## GIVEN DATA
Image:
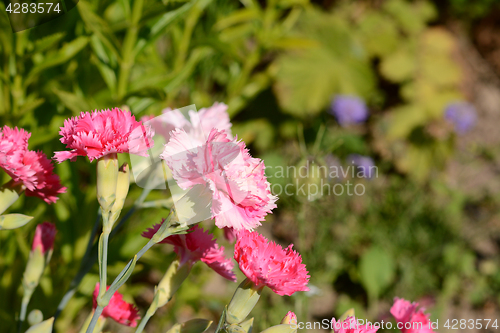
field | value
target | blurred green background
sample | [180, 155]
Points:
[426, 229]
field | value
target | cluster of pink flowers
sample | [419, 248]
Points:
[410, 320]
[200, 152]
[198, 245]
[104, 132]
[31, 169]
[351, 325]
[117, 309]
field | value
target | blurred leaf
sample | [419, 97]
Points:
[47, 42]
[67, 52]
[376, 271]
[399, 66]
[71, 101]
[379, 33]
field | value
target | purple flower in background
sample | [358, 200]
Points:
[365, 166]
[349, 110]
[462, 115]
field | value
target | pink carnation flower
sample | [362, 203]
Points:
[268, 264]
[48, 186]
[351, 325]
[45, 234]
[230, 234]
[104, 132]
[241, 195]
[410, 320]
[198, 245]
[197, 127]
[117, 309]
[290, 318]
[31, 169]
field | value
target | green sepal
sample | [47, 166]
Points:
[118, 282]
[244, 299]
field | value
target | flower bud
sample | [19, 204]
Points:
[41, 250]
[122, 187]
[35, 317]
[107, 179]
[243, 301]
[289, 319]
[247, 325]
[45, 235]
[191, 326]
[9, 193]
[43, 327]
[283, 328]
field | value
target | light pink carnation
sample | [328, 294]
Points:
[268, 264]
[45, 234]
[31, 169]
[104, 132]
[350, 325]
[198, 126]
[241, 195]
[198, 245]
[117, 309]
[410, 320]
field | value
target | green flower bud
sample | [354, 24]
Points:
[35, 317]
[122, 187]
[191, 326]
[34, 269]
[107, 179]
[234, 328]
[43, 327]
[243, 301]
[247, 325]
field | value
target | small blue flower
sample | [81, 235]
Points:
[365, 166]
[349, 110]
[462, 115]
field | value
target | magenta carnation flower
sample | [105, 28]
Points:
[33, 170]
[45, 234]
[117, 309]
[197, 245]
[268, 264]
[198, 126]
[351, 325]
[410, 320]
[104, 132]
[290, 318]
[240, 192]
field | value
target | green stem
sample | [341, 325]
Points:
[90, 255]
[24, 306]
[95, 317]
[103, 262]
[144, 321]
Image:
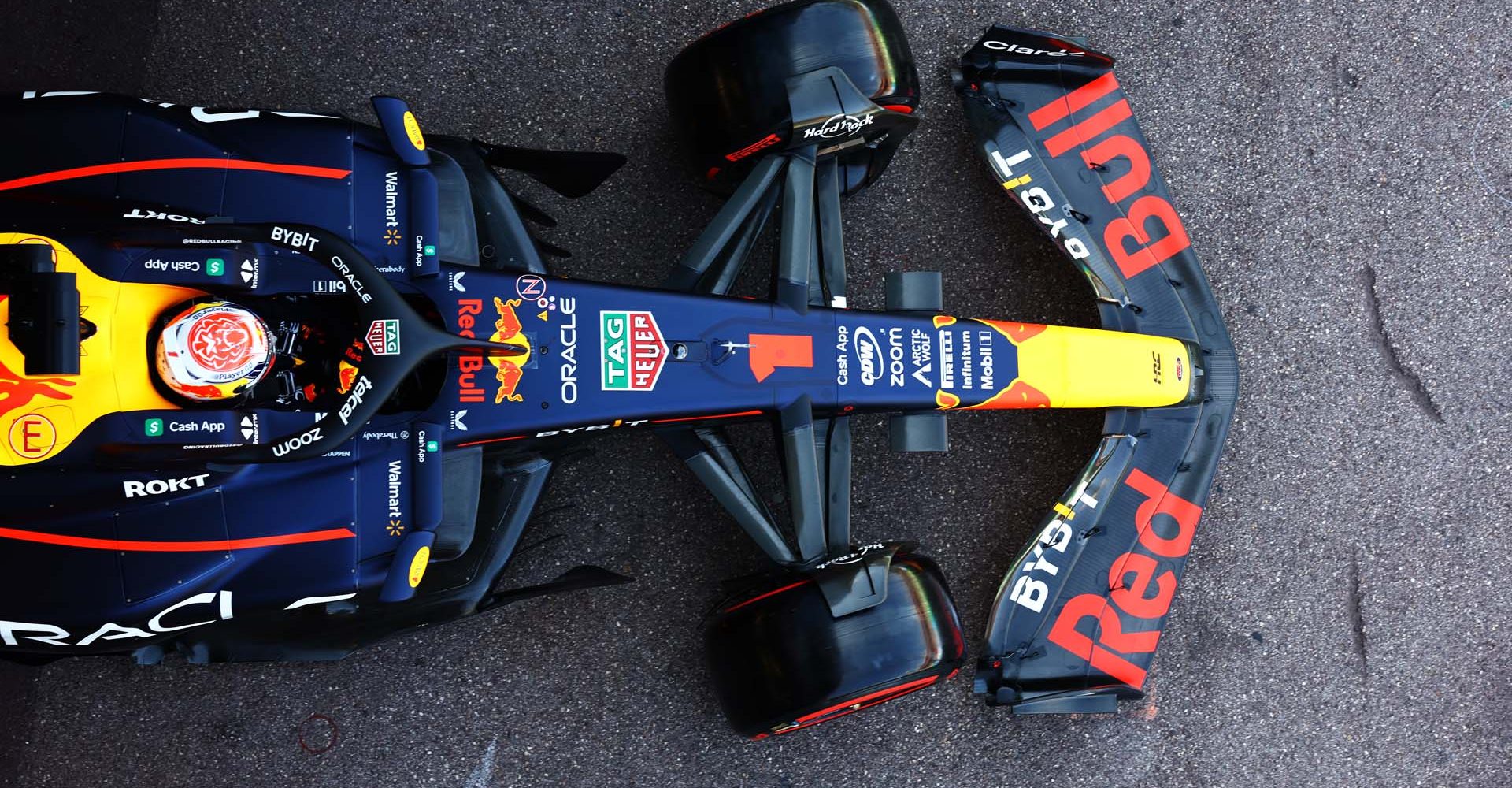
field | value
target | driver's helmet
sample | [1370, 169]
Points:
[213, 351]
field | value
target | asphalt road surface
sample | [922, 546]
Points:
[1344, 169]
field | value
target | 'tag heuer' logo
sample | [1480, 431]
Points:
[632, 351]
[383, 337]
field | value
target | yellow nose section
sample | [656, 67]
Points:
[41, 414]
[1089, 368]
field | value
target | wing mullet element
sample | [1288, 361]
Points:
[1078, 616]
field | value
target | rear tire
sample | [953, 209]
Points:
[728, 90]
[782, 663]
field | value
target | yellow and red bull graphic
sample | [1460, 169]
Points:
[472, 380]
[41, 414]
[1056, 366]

## PROBLEM
Write the listing above out again exactly, dropping each image.

## EXERCISE RESULT
Image:
field | value
target | blurred green background
sample | [180, 155]
Points:
[426, 229]
field | value
target | cluster of pink flowers
sample | [419, 248]
Points:
[410, 320]
[200, 152]
[198, 245]
[104, 132]
[31, 169]
[351, 325]
[117, 309]
field | value
target | blurred leaf
sample | [419, 97]
Points:
[47, 42]
[67, 52]
[376, 271]
[399, 66]
[71, 101]
[379, 33]
field | value
target | purple flower in background
sample | [358, 200]
Points:
[365, 166]
[349, 110]
[462, 115]
field | value
target | pink carnation flower
sample | [362, 203]
Points:
[268, 264]
[48, 186]
[351, 325]
[45, 234]
[230, 234]
[104, 132]
[241, 195]
[410, 320]
[198, 245]
[197, 127]
[117, 309]
[290, 318]
[31, 169]
field | value
target | green sepal
sample | [47, 166]
Points:
[118, 282]
[244, 299]
field | value
target | flower bud
sample | [19, 204]
Points:
[41, 250]
[122, 187]
[35, 317]
[107, 179]
[243, 301]
[289, 319]
[247, 325]
[45, 235]
[191, 326]
[9, 193]
[43, 327]
[283, 328]
field | value
target | light pink carnation
sample | [328, 294]
Points:
[268, 264]
[45, 234]
[31, 169]
[104, 132]
[350, 325]
[198, 126]
[241, 195]
[198, 245]
[117, 309]
[410, 320]
field | value
target | green flower bud
sample | [354, 24]
Points:
[35, 317]
[122, 187]
[191, 326]
[34, 269]
[107, 179]
[234, 328]
[43, 327]
[243, 301]
[247, 325]
field | value
target | small blue flower
sample | [81, 235]
Points:
[365, 166]
[349, 110]
[462, 115]
field | value
target | magenta carnation flower
sample | [105, 28]
Points:
[33, 170]
[45, 234]
[117, 309]
[197, 245]
[268, 264]
[198, 126]
[351, 325]
[410, 320]
[104, 132]
[290, 318]
[240, 192]
field | value
target | green stem
sample | [341, 325]
Points:
[90, 255]
[24, 306]
[95, 317]
[103, 262]
[144, 321]
Image:
field | value
target | driver's helmet
sample | [1370, 169]
Points:
[213, 351]
field | value
target | asphalt road surface
sample | [922, 546]
Points:
[1344, 169]
field | value
target | 'tag heuer' logo
sample | [1480, 431]
Points:
[632, 351]
[383, 337]
field | value
target | yellow nose section
sample | [656, 67]
Points:
[41, 414]
[1089, 368]
field | value
target | wing mullet element
sample | [1288, 361]
Points:
[1078, 616]
field | value
target | rear tire
sample | [953, 209]
Points:
[728, 90]
[782, 663]
field | value
target | yellow and red bull graphic
sample | [1460, 169]
Points:
[472, 380]
[41, 414]
[1056, 366]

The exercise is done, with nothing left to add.